(Excerpts from a detection dataset)
● ● ● ●

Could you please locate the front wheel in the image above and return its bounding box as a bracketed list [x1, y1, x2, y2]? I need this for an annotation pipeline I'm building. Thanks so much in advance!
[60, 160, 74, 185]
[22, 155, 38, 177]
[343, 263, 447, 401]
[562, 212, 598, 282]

● ● ● ●

Copy the lines above word for word, with no changes of any kind.

**Task result:**
Could you please locate the front wheel in the image above and return its bounding box as a bracketed list [x1, y1, x2, y2]? I need this for an annotation pipeline I'm building. Thanks so much in advance!
[60, 160, 74, 185]
[22, 155, 38, 177]
[343, 263, 447, 401]
[562, 212, 598, 282]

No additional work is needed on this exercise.